▸ Text excerpt
GERMAN Rail’s rail freight division DB Cargo has agreed a technology partnership with Toshiba, Japan, including the development of hybrid locomotives, first mooted at InnoTrans, and the sale and lease-back of electric locomotives in conjunction with Railpool.

A feasibility study will be conducted for the joint development and eventual purchase of 100 new 800kW four-axle hybrid locomotives. DB Cargo says the first test locomotives are expected to be ready by the end of 2019.

“The hybrid vehicles will be used as short-range locomotives and, in addition to significantly lower diesel consumption and lower maintenance costs, will enable a higher average fleet availability,” DB Cargo says. DB Cargo’s shunting locomotive fleet has an average age of 40 years and is at the end of its useful life.

“The objective is to promote the development of the supplier market for freight locomotives and components in cooperation with Toshiba,” says Mr Jürgen Wilder, chairman of the management board of DB Cargo. “This will provide DB Cargo with access to sunrise technologies that are not currently available in this form in our home market. In return, we - as the largest rail freight operator in Europe - can pave the way for Toshiba to enter the European market. In other words, this is a classic win-win situation.”

DB Cargo has also agreed the sale of 200 older six-axle 15kV ac class 151 and 155 electric locomotives to a consortium led by leasing firm Railpool with Toshiba. The locomotives will then be leased to both DB Cargo and other rail freight operators.

▸ Task brief
Copy out the whole text about the DB Cargo and Toshiba partnership word for word. The material that follows has nothing to do with this.

▸ Given information

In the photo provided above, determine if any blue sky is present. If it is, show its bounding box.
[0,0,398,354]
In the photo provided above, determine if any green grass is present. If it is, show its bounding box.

▸ Expected output
GERMAN Rail’s rail freight division DB Cargo has agreed a technology partnership with Toshiba, Japan, including the development of hybrid locomotives, first mooted at InnoTrans, and the sale and lease-back of electric locomotives in conjunction with Railpool.

A feasibility study will be conducted for the joint development and eventual purchase of 100 new 800kW four-axle hybrid locomotives. DB Cargo says the first test locomotives are expected to be ready by the end of 2019.

“The hybrid vehicles will be used as short-range locomotives and, in addition to significantly lower diesel consumption and lower maintenance costs, will enable a higher average fleet availability,” DB Cargo says. DB Cargo’s shunting locomotive fleet has an average age of 40 years and is at the end of its useful life.

“The objective is to promote the development of the supplier market for freight locomotives and components in cooperation with Toshiba,” says Mr Jürgen Wilder, chairman of the management board of DB Cargo. “This will provide DB Cargo with access to sunrise technologies that are not currently available in this form in our home market. In return, we - as the largest rail freight operator in Europe - can pave the way for Toshiba to enter the European market. In other words, this is a classic win-win situation.”

DB Cargo has also agreed the sale of 200 older six-axle 15kV ac class 151 and 155 electric locomotives to a consortium led by leasing firm Railpool with Toshiba. The locomotives will then be leased to both DB Cargo and other rail freight operators.